## Given request
Rewrite the section of the sensitivity text that begins with "Sensitive people are" and ends with "constructive and lovely.", changing "HSPs" to "highly sensitive people".

## Text extract
Data from surveys and experiments had already found some evidence that HSPs react more to both positive and negative experiences, but a series of studies done by Jadzia Jagiellowicz found that HSPs particularly react more than non-HSPs to pictures with a “positive valence.” This was even truer if they had had a good childhood. In her studies of the brain, this reaction to positive pictures was not only in the areas associated with the initial experience of strong emotions, but also in “higher” areas of thinking and perceiving, in some of the same areas as those found in the depth-of-processing brain studies. This stronger reaction to positive pictures being even more enhanced by a good childhood fits with a new concept suggested by Michael Pluess and Jay Belsky, the idea of “vantage sensitivity,” which they created in order to highlight the specific potential for sensitive people to benefit from positive circumstances and interventions. [1]

Sensitive people are so energy sensitive that they will be sensitive to the images around them. It is interesting that HSPs tend to respond more strongly to positive images. It suggest a positive even optimistic natural inclination in sensitive people that is constructive and lovely.

## Supplied information
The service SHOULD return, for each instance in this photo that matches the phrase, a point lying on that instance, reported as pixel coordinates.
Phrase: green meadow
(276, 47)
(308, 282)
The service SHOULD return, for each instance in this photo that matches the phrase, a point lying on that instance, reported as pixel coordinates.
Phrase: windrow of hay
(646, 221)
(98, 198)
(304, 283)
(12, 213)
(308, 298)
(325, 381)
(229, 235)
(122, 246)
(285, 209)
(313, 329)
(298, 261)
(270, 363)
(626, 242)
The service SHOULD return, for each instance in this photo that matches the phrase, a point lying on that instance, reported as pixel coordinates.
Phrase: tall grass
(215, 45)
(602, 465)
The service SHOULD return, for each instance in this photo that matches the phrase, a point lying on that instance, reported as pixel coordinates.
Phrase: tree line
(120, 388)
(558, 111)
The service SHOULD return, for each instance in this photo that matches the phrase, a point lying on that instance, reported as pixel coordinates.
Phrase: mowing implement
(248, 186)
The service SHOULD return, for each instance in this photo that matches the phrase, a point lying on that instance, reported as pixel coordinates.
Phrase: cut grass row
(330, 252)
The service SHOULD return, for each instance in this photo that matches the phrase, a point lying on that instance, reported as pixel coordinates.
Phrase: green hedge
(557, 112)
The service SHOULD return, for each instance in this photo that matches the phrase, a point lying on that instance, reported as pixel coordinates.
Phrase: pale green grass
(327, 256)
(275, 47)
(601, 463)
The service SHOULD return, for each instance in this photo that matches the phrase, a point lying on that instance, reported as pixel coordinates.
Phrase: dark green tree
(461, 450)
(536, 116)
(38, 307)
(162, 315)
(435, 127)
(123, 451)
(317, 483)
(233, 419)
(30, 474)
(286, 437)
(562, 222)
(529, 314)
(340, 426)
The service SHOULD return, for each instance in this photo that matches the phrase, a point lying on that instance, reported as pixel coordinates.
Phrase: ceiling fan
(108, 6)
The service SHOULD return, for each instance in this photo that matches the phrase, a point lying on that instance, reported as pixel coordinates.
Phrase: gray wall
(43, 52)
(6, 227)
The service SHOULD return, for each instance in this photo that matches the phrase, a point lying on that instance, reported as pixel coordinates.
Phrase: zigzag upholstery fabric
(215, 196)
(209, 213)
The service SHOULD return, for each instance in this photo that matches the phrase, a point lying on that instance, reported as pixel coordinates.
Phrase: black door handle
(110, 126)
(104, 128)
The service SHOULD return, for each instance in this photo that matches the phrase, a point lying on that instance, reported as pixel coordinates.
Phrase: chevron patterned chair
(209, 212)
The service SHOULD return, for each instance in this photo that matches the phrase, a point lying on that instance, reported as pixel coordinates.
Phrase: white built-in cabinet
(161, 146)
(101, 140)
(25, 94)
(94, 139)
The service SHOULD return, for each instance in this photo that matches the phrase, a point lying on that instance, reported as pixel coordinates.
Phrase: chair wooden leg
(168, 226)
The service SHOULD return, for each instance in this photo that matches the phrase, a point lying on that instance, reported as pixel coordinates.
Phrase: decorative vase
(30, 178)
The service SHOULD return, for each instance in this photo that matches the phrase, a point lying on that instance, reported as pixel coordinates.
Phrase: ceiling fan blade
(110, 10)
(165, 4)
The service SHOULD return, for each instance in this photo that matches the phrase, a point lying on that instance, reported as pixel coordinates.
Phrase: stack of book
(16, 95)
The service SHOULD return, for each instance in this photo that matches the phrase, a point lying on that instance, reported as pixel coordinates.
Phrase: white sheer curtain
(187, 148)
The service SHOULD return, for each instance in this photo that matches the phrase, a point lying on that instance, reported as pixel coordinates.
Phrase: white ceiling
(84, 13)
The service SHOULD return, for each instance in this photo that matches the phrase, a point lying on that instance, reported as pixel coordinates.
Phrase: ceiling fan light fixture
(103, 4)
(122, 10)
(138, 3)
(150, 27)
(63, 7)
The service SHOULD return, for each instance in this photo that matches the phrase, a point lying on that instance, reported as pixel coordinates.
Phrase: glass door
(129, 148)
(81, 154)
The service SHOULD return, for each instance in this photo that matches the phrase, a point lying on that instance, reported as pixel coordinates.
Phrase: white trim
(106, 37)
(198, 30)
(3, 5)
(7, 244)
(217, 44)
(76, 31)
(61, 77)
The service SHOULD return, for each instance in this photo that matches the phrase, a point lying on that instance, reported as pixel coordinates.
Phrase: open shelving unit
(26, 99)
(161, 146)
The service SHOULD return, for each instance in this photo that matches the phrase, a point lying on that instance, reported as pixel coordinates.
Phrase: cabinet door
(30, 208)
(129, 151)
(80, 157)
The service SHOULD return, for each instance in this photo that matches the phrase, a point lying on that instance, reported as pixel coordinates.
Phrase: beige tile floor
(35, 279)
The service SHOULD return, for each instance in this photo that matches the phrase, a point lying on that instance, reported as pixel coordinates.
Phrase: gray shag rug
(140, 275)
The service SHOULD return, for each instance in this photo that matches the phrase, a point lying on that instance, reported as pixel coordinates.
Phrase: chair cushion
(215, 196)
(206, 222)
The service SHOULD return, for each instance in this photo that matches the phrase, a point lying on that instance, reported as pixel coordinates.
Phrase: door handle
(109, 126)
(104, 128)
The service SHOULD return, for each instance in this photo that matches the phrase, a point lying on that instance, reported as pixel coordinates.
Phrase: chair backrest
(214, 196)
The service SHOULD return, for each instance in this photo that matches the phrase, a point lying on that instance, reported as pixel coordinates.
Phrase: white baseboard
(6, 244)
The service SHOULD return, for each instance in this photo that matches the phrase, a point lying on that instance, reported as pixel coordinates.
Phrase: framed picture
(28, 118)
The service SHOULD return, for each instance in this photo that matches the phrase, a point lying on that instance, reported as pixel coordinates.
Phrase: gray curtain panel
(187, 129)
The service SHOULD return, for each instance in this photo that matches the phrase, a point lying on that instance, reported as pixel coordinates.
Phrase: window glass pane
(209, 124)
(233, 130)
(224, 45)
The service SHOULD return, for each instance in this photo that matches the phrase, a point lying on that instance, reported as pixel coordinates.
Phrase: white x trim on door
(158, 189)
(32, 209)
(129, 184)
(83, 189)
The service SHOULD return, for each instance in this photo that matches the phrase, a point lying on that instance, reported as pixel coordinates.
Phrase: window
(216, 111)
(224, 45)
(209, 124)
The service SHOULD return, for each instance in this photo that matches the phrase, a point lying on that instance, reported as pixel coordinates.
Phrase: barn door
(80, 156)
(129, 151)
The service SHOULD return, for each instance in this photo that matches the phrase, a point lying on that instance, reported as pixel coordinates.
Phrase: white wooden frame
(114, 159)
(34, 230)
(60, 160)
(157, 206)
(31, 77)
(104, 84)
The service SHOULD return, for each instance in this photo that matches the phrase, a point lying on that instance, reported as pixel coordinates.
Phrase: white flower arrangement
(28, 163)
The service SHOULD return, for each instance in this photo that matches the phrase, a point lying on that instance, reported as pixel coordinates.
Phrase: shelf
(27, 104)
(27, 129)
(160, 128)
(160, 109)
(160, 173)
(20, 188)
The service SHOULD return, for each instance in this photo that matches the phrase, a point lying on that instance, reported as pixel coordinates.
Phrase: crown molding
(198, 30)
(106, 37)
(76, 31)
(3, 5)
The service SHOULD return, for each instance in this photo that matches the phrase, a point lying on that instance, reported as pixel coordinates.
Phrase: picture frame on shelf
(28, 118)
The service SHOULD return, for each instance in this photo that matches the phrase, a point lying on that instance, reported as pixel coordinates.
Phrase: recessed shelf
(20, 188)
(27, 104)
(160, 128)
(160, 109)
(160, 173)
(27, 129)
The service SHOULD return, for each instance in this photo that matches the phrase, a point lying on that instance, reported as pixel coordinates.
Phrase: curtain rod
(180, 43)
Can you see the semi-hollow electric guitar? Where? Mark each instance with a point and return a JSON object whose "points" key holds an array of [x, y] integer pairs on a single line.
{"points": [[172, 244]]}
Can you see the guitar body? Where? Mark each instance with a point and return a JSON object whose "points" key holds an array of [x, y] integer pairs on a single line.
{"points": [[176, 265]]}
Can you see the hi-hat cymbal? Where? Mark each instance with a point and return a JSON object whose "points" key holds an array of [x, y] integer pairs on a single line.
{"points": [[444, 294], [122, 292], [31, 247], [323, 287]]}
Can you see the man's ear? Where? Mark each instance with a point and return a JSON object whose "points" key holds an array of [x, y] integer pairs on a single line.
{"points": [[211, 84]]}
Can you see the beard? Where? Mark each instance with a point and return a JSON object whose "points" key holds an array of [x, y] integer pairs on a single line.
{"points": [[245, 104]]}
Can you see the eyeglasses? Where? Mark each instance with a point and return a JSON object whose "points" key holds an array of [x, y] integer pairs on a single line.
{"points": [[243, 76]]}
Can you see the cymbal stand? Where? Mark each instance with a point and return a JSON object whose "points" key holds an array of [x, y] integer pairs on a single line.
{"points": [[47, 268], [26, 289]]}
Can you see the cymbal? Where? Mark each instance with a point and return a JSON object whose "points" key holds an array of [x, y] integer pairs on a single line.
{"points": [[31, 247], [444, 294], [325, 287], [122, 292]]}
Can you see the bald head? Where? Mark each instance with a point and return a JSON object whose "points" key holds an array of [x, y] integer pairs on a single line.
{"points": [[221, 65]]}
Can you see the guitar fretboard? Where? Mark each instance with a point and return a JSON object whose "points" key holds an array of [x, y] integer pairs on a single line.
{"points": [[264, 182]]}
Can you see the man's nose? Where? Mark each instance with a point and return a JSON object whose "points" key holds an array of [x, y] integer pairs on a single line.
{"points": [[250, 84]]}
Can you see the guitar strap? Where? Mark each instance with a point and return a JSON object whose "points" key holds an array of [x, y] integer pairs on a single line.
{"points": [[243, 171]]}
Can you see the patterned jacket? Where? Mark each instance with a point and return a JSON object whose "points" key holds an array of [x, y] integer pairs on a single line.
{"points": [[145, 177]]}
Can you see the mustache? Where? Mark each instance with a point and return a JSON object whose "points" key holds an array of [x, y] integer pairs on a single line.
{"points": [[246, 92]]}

## Full answer
Sensitive people are so energy sensitive that they will be sensitive to the images around them. It is interesting that highly sensitive people tend to respond more strongly to positive images. It suggest a positive even optimistic natural inclination in sensitive people that is constructive and lovely.